- Given problem 1: Rewrite the entries starting at the line containing "black eye patch" and ending at the line containing "[403,205,519,396]", with "cable" replaced by "cord" and nothing else changed. Return only those lines.

- Passage shown:
====

FK: Yes. I was just looking here at just what the date was.

CE: Oh, dear. So you’ve had one son and all these grandchildren and great-grandchildren from Henry. Now, refresh my memory. Is Henry the one who lives in Nicasio today?

FK: Yes.

CE: Is he on any part of the original ranch?

FK: Yes. He’s living on a ranch that my dad bought. I have the deed to it some place. It’s rather interesting. Maybe you’d like to see it.

CE: All right. Your brother bought this?

FK: He bought it and rented it; that was rented. It was over 500 acres and he rented it as a dairy ranch. And finally those people who had rented it for so many years -- The grandson came to run the ranch because the elderly Mr. Cotta had passed away.

CE: Cotta?

FK: Cotta. C-o-t-t-a.

CE: So they finally sold it to your son?

FK: No, I inherited that when my mother died. My sister and I --

CE: Inherited that?

FK: The ranch and the Estey place and another little one that they had, we inherited all three of them. Then we split them up and I bought my sister out. She took the Estey Ranch and I --

CE: And now Henry has what?

FK: In the property you mean?

CE: Yes.

FK: Well, he and I made a little agreement that I would give him half of it.

CE: So he is working this ranch which formerly was the Cotta Ranch?

FK: Yes. And he is taking care of any expenses he wants on the ranch and paying me small rent for my half.

CE: He looks like a very fine fellow.

FK: Oh, he’s been so good to me; I don’t know what I would have done without him.

CE: You must be very proud indeed of his efforts.

FK: That’s our four generation picture.

CE: That’s Henry and that’s one of his -- oldest son. What’s his name?

FK: Terry. And that’s little Benjamin Tomasini. That’s my first great-grandchild.

CE: Does Henry continue the dairy effort, or what does he have?

====

- Data rows:
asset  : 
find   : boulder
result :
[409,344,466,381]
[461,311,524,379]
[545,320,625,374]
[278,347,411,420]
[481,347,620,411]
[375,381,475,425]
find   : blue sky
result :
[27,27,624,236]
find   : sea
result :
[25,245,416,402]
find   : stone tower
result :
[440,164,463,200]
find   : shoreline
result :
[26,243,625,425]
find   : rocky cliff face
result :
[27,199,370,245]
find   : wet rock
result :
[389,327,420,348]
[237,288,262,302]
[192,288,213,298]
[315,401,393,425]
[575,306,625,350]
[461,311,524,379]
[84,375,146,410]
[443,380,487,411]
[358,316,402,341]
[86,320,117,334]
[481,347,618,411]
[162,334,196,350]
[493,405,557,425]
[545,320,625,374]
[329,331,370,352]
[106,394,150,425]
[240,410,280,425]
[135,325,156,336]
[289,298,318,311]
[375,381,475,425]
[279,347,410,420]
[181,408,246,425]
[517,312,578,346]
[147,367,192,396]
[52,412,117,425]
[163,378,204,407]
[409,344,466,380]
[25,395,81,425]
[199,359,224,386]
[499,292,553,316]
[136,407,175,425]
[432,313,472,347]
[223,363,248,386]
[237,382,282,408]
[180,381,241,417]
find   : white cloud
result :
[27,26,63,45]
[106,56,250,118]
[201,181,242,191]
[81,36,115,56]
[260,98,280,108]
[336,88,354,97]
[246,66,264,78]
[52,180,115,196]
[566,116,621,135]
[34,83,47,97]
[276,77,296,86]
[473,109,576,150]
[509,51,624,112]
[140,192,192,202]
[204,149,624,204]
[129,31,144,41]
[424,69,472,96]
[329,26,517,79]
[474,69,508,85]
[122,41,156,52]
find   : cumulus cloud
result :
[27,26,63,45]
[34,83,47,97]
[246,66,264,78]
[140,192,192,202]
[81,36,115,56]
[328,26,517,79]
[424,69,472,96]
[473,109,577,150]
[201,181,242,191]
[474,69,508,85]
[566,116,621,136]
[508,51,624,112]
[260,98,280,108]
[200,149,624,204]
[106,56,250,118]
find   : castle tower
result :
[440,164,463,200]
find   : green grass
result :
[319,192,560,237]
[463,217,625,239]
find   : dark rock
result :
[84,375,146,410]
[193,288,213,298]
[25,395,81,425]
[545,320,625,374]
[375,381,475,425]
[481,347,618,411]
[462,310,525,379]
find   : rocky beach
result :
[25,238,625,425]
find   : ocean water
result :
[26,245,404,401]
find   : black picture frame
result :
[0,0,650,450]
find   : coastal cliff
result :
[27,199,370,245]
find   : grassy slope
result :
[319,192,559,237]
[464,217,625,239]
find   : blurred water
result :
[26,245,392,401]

====

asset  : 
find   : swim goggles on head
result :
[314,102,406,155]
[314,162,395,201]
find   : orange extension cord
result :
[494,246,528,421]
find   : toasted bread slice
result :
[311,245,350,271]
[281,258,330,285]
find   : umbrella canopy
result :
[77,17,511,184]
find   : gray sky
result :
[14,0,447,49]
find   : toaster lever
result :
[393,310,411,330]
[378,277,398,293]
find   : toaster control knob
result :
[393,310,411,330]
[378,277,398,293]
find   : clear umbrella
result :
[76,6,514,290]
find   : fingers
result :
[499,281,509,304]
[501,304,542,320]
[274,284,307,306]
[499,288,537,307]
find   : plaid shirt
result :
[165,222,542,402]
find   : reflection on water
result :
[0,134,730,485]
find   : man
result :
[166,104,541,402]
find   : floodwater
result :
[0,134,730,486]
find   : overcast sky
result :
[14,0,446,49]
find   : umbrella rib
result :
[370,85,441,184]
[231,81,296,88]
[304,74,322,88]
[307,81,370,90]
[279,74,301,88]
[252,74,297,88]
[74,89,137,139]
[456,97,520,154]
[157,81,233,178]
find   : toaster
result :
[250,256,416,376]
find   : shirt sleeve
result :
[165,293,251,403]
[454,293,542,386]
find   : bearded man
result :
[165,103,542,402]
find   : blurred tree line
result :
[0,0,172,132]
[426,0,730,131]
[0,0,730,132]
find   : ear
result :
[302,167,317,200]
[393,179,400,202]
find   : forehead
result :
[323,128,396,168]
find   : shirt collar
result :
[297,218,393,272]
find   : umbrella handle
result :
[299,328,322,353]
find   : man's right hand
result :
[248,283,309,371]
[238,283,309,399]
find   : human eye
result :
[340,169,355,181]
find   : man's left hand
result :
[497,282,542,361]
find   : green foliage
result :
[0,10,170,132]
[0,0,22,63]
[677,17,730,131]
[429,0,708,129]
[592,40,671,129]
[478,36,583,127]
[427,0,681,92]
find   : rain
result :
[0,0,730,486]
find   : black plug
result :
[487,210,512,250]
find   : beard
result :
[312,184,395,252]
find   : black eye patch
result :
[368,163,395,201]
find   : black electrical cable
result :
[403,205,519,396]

====

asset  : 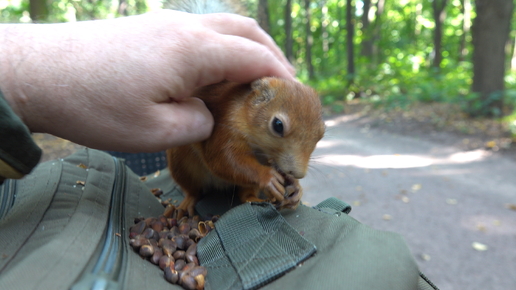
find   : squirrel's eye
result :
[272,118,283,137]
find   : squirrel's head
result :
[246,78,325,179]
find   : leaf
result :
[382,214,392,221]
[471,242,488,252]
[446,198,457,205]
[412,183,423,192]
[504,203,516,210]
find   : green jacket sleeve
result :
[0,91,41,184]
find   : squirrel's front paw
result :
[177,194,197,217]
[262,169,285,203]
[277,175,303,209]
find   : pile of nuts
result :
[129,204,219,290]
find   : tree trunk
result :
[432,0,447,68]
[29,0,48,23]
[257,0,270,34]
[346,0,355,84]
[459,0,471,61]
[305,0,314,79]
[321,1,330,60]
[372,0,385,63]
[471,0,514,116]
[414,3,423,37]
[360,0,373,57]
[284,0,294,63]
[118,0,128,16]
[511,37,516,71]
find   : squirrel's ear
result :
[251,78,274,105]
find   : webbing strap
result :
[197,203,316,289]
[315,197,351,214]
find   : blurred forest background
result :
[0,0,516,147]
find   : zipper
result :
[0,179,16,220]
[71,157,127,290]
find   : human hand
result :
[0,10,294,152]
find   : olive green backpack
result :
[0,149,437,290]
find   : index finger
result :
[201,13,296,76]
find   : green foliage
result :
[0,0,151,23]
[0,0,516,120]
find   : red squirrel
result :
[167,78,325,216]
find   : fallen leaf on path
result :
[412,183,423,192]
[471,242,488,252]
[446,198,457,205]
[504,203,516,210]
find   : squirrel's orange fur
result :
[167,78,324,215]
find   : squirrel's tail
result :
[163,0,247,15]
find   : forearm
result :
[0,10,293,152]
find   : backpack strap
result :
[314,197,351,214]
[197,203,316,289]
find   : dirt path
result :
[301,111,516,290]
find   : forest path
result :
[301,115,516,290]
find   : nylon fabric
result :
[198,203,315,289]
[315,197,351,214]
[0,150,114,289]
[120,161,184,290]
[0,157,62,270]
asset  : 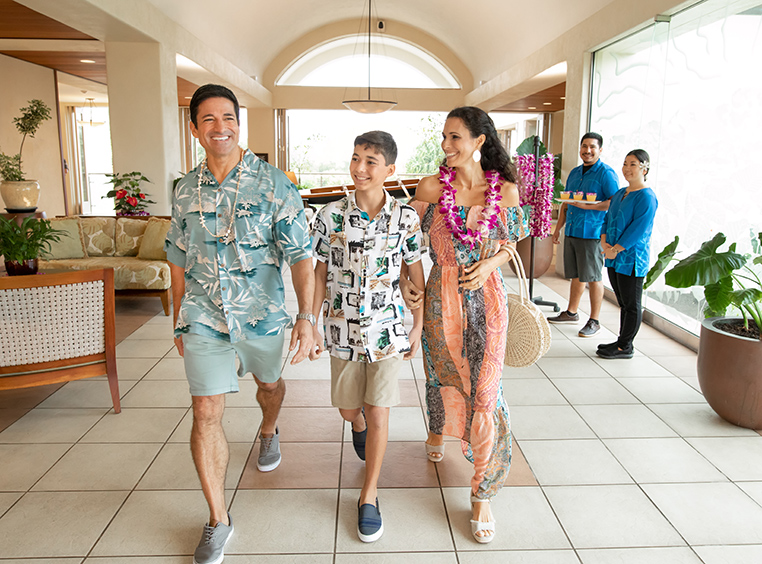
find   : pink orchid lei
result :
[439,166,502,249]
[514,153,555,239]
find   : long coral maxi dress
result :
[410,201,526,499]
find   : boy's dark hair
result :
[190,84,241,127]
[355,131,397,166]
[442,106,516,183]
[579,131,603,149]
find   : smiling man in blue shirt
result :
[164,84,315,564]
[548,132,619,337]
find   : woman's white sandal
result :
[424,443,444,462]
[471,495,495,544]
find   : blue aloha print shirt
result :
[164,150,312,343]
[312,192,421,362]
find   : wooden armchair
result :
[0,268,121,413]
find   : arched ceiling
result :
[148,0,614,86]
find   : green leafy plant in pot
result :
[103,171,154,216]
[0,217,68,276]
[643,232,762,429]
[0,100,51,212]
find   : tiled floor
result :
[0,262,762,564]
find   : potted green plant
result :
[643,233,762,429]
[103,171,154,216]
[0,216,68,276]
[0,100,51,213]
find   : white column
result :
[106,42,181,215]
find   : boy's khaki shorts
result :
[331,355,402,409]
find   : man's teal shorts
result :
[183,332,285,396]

====

- Given problem 2: Reproduce the ranch interview word for word, starting at "FK: Well, he" and ending at "very fine fellow.".

- Full solution 1:
find   : black eye patch
result :
[368,163,395,201]
find   : black electrical cord
result :
[403,205,519,396]

- Full solution 2:
FK: Well, he and I made a little agreement that I would give him half of it.

CE: So he is working this ranch which formerly was the Cotta Ranch?

FK: Yes. And he is taking care of any expenses he wants on the ranch and paying me small rent for my half.

CE: He looks like a very fine fellow.